▶ **Your goal**: All of the lines below are to be printed again exactly; images are excluded from the output.

#### Provided data ####

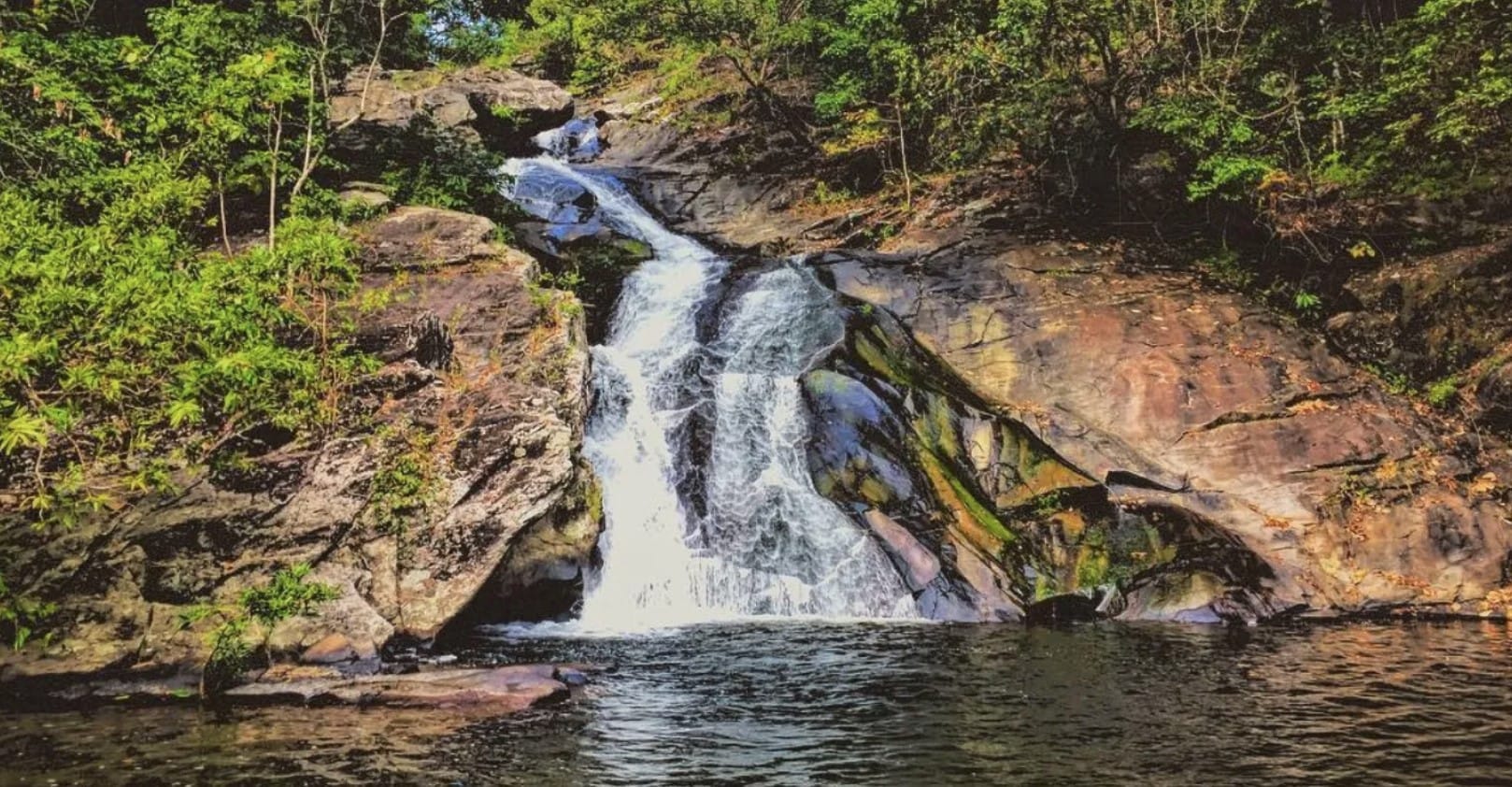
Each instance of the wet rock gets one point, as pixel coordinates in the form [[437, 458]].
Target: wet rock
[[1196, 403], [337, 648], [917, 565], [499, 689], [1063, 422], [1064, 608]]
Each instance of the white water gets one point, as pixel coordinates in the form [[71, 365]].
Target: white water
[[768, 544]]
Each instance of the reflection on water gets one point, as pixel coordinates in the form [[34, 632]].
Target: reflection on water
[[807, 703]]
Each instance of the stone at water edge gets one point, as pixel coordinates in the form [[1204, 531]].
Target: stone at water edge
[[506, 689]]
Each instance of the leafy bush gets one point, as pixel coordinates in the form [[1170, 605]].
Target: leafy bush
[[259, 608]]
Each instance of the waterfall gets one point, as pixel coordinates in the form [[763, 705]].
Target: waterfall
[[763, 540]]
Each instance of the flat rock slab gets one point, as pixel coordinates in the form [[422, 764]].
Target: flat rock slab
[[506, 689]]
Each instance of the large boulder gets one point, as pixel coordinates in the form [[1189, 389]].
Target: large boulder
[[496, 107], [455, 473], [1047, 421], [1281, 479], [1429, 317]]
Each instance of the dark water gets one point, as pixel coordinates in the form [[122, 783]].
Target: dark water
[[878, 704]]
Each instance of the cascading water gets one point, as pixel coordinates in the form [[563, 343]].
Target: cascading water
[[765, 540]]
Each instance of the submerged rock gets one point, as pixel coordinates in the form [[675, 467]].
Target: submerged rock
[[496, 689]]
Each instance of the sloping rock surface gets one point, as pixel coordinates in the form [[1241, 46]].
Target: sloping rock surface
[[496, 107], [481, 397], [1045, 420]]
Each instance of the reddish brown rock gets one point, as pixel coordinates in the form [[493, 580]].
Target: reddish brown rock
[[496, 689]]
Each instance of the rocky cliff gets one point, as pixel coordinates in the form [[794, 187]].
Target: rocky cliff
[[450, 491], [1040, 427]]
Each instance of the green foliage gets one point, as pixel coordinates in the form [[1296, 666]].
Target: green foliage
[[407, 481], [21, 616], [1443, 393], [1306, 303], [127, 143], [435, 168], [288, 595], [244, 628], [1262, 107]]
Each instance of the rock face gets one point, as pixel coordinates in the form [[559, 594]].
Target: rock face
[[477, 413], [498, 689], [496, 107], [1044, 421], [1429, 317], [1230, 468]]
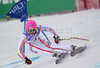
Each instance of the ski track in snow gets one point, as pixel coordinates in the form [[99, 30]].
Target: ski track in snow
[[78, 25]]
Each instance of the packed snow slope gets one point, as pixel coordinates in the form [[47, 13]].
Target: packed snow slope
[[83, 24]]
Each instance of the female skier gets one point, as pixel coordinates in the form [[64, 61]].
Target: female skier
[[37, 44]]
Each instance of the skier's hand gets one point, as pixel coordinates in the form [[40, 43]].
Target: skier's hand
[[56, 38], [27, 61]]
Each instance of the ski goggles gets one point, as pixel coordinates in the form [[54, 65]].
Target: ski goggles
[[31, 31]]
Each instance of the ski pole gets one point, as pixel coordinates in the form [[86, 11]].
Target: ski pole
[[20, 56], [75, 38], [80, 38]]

####

▶ **Result for this exercise**:
Each instance of the wet rock gets one point, as pixel coordinates in the form [[437, 458]].
Target: wet rock
[[1196, 403], [337, 648], [917, 565], [499, 689], [1063, 422], [1064, 608]]
Each instance of the white water gets one point, as pixel coordinates in the form [[71, 365]].
Target: white water
[[768, 544]]
Each instance of the reflection on water gets one point, as pixel coordinates in the form [[34, 632]].
Target: reflection on water
[[807, 703]]
Each instance of the stone at water edge gets one point, as pixel coordinates in the form [[1204, 531]].
Target: stone at water edge
[[506, 689]]
Each instance of the leafy bush gets one point, as pixel coordinates in the form [[1170, 605]].
Target: leafy bush
[[259, 608]]
Each instance of the waterfall gets one point, as pixel coordinates in the form [[763, 705]].
Target: waterfall
[[763, 540]]
Each instance of the flat rock slab gets one point, as pixel coordinates in the form [[422, 764]].
Target: flat rock slab
[[506, 689]]
Each instance of the large boulder gets one point, as pixel coordinates in the form [[1189, 389]].
Target: large boulder
[[496, 107], [455, 473], [1047, 421], [1281, 479], [1429, 317]]
Each instance of the dark water gets one point, as pixel coordinates in the form [[122, 783]].
Target: dark water
[[878, 704]]
Each instance of the cascading water gets one point, as pixel coordinates in the form [[563, 343]].
Target: cascading water
[[765, 540]]
Each instance of the submerged rock gets one point, as pixel coordinates in the form [[675, 467]].
Target: submerged rock
[[496, 689]]
Each instance of the sloping rock surface gets one point, as pixel coordinates in the form [[1241, 46]].
Target: sloping rock surface
[[496, 107], [481, 397], [1045, 420]]
Each instance of the reddish brown rock gets one point, as pixel coordinates in the form [[493, 580]].
Target: reddish brown rock
[[496, 689]]
Each instance of the rocky cliff gets one point, as pixel coordinates in the form [[794, 187]].
Target: rocky cliff
[[450, 491], [1040, 427]]
Each instance of the green foliage gets one point, as pixel coordinates in the form [[1296, 666]].
Target: green foliage
[[407, 481], [21, 616], [1443, 393], [1306, 303], [127, 143], [435, 168], [288, 595], [244, 628], [1262, 107]]
Each instance of the rock face gets one point, as pixel coordinates in the form [[559, 594]].
Target: rock face
[[477, 413], [498, 689], [496, 107], [1044, 421], [1429, 317], [1230, 468]]
Each instance of the ski track in snow gets one point, as pixel coordinates in the form [[99, 30]].
Target: ski track in snow
[[78, 25]]
Each instance of the packed snow slope gets one point, as pixel coordinates in the form [[47, 13]].
Target: packed snow slope
[[83, 24]]
Each instance of the female skier gets one point, as pixel coordinates in the form [[64, 61]].
Target: female skier
[[37, 44]]
Each instance of the skier's hand gets one point, as pixel coordinates in the form [[40, 43]].
Target: skier's hand
[[56, 38], [27, 61]]
Each instance of the ski goggles gets one point, as pixel coordinates in the form [[54, 65]].
Target: ski goggles
[[31, 31]]
Each instance of the ski pole gets one point, as pixel coordinates in the form [[86, 11]].
Target: ski pole
[[20, 56], [75, 38], [80, 38]]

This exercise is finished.